WORK INSTRUCTIONS: Please reproduce the lines below word for word, leaving out the picture.

RECORDS TO PROCESS:
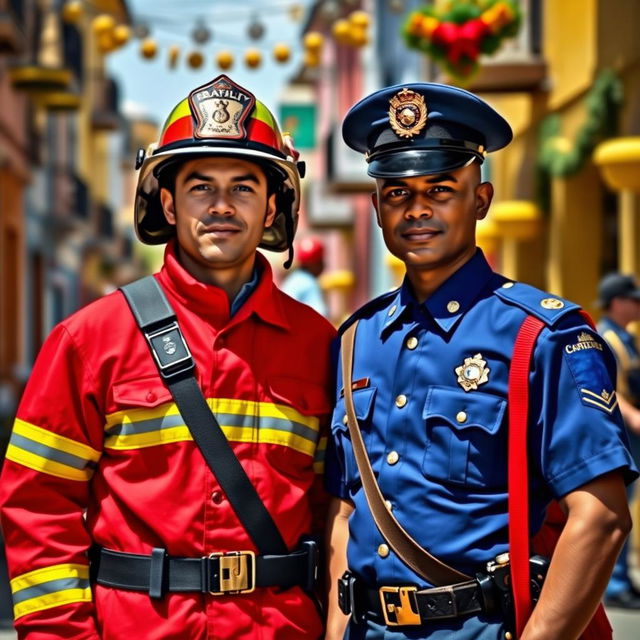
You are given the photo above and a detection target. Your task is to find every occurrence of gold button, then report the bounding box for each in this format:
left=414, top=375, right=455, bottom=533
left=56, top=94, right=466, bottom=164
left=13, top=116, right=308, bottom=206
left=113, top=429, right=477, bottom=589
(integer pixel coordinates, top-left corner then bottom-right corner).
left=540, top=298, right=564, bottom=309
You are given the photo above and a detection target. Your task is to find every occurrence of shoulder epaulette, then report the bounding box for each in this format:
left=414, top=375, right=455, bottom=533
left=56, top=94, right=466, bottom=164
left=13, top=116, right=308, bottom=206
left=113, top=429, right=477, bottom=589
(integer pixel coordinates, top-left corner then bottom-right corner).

EXERCISE RESULT:
You are given the photo above and a detection target. Your task is to find every occurrence of gold button, then report the bounding box for each in this format:
left=414, top=375, right=455, bottom=533
left=56, top=94, right=466, bottom=164
left=13, top=116, right=308, bottom=206
left=113, top=429, right=477, bottom=589
(integer pixel coordinates, top-left corner then bottom-right corner).
left=540, top=298, right=564, bottom=309
You are given the photo above and a detection target. Your task is to find every occurrence of shoulder epaulette, then report the bounding box for each in this format:
left=414, top=375, right=455, bottom=533
left=56, top=94, right=466, bottom=164
left=13, top=116, right=308, bottom=206
left=113, top=429, right=477, bottom=589
(integer pixel coordinates, top-left corner then bottom-right corner).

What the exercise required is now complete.